» **Problem details**: The answer must be a single number: how many lines of the records below contain "target".

= Beginning of Section =

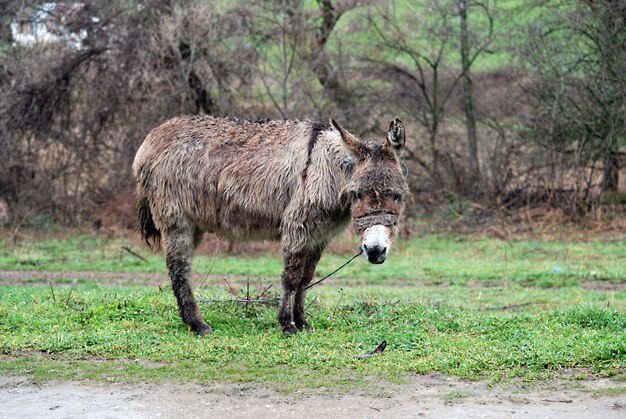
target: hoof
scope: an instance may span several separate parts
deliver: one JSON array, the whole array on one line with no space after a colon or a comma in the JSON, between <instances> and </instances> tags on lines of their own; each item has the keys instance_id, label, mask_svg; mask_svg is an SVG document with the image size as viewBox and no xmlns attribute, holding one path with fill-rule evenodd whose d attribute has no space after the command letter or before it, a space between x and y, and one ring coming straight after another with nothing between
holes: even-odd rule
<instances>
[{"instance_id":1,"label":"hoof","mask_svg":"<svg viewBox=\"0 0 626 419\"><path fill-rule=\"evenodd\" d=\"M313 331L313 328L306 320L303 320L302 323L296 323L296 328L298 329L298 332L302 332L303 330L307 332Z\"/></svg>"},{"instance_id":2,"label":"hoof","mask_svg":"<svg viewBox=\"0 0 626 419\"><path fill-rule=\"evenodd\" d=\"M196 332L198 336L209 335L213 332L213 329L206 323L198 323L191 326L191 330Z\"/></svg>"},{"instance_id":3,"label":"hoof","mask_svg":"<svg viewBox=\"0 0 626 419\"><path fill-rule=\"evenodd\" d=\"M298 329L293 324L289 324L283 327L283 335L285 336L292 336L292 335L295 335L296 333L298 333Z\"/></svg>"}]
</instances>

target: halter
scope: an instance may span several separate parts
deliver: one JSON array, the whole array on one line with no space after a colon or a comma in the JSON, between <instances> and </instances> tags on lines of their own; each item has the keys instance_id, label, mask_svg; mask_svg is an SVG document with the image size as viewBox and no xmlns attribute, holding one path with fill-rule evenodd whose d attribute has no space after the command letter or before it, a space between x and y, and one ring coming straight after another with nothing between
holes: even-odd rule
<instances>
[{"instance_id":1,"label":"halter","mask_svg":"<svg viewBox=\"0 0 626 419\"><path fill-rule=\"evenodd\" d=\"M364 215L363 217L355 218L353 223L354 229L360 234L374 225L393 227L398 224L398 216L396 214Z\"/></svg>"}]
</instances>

= End of Section =
= Beginning of Section =

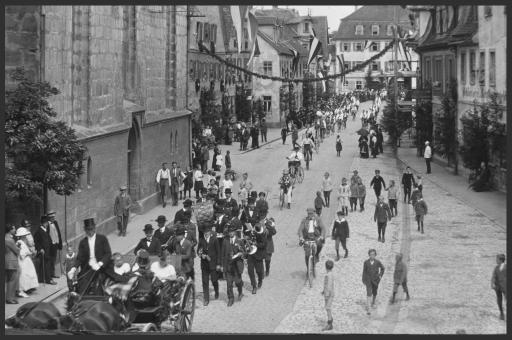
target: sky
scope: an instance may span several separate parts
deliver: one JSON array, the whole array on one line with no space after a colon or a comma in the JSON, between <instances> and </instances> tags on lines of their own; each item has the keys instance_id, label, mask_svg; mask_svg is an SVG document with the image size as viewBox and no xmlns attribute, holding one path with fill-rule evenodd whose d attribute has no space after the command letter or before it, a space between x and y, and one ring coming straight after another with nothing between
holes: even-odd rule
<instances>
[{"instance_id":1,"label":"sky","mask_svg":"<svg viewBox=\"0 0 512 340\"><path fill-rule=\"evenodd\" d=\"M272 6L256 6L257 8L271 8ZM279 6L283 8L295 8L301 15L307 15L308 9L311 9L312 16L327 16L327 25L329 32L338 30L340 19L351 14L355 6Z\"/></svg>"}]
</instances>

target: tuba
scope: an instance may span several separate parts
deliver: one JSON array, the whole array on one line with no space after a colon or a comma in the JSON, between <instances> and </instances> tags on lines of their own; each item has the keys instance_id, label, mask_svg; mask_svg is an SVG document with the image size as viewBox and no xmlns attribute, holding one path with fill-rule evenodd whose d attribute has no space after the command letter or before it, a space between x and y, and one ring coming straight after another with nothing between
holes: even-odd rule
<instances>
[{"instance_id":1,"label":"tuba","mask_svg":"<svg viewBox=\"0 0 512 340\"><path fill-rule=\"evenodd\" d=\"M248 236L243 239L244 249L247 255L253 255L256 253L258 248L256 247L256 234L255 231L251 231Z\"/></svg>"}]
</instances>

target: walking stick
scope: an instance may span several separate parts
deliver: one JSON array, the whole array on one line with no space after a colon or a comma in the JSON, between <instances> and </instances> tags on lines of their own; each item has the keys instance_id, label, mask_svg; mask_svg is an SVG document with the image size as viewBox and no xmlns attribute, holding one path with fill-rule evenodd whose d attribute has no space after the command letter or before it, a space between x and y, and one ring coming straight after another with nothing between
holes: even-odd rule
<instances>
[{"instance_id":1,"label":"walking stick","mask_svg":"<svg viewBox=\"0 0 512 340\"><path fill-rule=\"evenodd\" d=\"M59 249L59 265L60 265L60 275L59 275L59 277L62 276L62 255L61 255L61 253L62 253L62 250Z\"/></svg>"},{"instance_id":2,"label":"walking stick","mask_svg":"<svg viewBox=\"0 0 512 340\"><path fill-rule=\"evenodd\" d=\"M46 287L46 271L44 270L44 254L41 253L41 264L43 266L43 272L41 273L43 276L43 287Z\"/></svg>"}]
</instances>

= End of Section =

» **Task result**: 5